# Vorliegender Auszug
Mitte der Neunzigerjahre half Schweigert mit, die Gedenkmärsche für den Hitler-Stellvertreter Rudolf Heß zu organisieren, meldete Demonstrationen gegen die Ausstellung „Verbrechen der Wehrmacht“ an, war bis zu dessen Schließung Ende 1998 häufiger Gast im rechtsradikalen „Café Germania“ in Lichtenberg. 1996 verurteilte ihn das Landgericht Berlin zu vier Monaten Haft: In seiner Wohnung hatte die Polizei Kopiervorlagen des verbotenen „NS-Kampfruf“ gefunden.
Auch in der linken Szene ist Schweigert deshalb gefürchtet. Ein Schüler, der mit ihm persönlich zu tun hatte, denkt nur ungern an Begegnungen zurück: „Immer, wenn der mich an der Bushaltestelle gesehen hat, hat er sich ein Tuch über das Gesicht gezogen und ist auf mich losgerannt.“ Als die Polizei 1994 das Haus des Nazi-Rockers Arnulf Priem stürmte, war Schweigert mit von der Partie. Die Kameraden hatten sich die Zeit damit vertrieben, vom Dach der Wohnung von Arnulf Priem aus mit Stahlkugeln auf Journalisten zu schießen.

# Annotierte Daten zur Fotolokalisierung
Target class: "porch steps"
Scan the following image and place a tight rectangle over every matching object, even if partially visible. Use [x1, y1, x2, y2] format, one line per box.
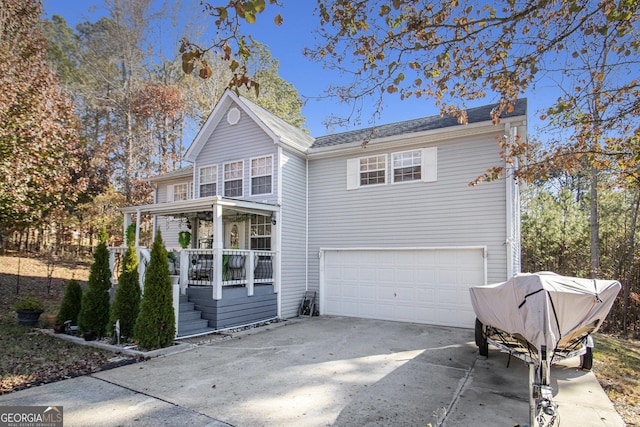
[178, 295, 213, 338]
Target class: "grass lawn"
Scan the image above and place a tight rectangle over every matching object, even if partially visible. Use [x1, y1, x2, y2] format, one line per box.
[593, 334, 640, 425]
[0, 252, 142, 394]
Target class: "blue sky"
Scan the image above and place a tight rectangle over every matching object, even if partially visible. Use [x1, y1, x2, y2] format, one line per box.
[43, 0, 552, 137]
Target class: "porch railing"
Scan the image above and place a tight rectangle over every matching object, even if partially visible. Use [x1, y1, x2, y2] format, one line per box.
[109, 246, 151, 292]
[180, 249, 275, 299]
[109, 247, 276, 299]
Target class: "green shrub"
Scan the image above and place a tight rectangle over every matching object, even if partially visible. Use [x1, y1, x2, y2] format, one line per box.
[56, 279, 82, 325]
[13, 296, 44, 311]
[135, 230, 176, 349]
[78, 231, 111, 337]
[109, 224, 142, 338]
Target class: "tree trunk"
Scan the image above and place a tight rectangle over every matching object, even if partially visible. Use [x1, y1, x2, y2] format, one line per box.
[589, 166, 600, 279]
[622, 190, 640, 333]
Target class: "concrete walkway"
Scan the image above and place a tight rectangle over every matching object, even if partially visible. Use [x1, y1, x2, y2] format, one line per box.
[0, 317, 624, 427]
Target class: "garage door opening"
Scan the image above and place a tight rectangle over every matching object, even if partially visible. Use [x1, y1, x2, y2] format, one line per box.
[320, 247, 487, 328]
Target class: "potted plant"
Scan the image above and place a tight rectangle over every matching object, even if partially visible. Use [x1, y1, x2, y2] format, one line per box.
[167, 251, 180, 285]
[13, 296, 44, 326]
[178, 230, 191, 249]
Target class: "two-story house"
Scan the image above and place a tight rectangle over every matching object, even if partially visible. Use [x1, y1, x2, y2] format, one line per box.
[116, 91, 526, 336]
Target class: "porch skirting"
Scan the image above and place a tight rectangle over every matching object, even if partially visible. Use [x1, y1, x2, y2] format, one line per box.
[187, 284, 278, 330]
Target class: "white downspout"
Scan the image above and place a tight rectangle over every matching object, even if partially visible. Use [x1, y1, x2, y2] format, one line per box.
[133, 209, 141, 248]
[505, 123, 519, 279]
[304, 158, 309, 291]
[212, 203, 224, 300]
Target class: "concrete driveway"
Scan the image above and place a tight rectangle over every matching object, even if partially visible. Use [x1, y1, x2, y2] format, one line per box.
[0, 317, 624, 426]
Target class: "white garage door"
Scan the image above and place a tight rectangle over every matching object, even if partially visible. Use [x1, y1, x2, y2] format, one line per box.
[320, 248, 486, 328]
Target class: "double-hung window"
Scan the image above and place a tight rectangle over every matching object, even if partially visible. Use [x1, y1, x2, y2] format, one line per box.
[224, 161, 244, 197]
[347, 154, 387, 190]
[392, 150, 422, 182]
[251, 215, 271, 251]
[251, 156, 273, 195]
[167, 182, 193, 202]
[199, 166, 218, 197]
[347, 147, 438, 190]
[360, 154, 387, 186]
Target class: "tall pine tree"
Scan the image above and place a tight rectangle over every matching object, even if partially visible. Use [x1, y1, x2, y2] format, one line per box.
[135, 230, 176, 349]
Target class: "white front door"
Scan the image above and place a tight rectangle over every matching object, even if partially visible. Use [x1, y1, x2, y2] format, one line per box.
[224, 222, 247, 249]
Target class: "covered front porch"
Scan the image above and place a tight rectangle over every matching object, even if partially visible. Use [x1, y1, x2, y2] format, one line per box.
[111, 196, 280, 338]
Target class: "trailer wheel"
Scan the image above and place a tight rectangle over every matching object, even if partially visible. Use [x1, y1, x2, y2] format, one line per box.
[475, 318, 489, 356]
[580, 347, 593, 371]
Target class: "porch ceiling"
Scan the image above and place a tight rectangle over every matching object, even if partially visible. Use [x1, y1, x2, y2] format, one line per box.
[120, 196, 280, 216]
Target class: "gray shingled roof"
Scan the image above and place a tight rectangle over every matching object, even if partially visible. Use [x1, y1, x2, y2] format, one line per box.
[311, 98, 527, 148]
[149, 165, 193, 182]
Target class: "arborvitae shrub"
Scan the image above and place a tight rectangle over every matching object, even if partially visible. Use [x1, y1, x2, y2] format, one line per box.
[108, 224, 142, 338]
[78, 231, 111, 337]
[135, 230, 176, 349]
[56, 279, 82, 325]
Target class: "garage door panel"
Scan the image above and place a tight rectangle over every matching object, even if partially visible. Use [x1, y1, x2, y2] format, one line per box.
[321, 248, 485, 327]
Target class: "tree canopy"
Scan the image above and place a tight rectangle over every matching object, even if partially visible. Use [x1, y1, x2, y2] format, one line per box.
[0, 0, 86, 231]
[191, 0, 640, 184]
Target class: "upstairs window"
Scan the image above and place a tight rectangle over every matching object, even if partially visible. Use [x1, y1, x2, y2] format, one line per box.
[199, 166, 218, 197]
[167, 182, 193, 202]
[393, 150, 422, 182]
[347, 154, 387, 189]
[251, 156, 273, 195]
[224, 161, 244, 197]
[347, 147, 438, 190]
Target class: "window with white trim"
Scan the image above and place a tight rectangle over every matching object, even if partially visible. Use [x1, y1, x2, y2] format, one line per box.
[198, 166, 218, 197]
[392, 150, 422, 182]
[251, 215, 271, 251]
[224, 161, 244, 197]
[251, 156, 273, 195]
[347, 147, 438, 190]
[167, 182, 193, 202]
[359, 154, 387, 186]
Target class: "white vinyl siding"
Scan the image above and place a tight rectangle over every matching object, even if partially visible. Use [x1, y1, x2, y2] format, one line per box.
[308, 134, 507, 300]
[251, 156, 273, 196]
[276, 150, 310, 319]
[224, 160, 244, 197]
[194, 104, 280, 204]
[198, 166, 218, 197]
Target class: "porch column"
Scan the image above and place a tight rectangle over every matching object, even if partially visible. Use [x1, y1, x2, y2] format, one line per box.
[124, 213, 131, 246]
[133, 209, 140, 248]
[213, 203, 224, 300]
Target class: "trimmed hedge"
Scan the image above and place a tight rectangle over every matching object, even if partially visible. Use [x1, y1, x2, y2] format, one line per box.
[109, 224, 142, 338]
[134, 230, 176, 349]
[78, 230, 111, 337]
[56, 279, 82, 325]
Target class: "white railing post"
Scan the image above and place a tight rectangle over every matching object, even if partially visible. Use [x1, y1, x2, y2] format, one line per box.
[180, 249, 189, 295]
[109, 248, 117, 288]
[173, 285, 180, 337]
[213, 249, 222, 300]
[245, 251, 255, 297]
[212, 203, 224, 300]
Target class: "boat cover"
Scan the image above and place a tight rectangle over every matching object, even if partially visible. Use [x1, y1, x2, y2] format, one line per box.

# Arbeitsauftrag
Benenne im Auszug über Schweigert „Arnulf Priem“ in „Priem“ um und schreibe dazu den Abschnitt ab, beginnend bei „Auch in der“ und endend bei „Journalisten zu schießen.“. Für die Bearbeitung sind die Zeilen ohne Bedeutung.

# Schriftliche Lösung
Auch in der linken Szene ist Schweigert deshalb gefürchtet. Ein Schüler, der mit ihm persönlich zu tun hatte, denkt nur ungern an Begegnungen zurück: „Immer, wenn der mich an der Bushaltestelle gesehen hat, hat er sich ein Tuch über das Gesicht gezogen und ist auf mich losgerannt.“ Als die Polizei 1994 das Haus des Nazi-Rockers Priem stürmte, war Schweigert mit von der Partie. Die Kameraden hatten sich die Zeit damit vertrieben, vom Dach der Wohnung von Priem aus mit Stahlkugeln auf Journalisten zu schießen.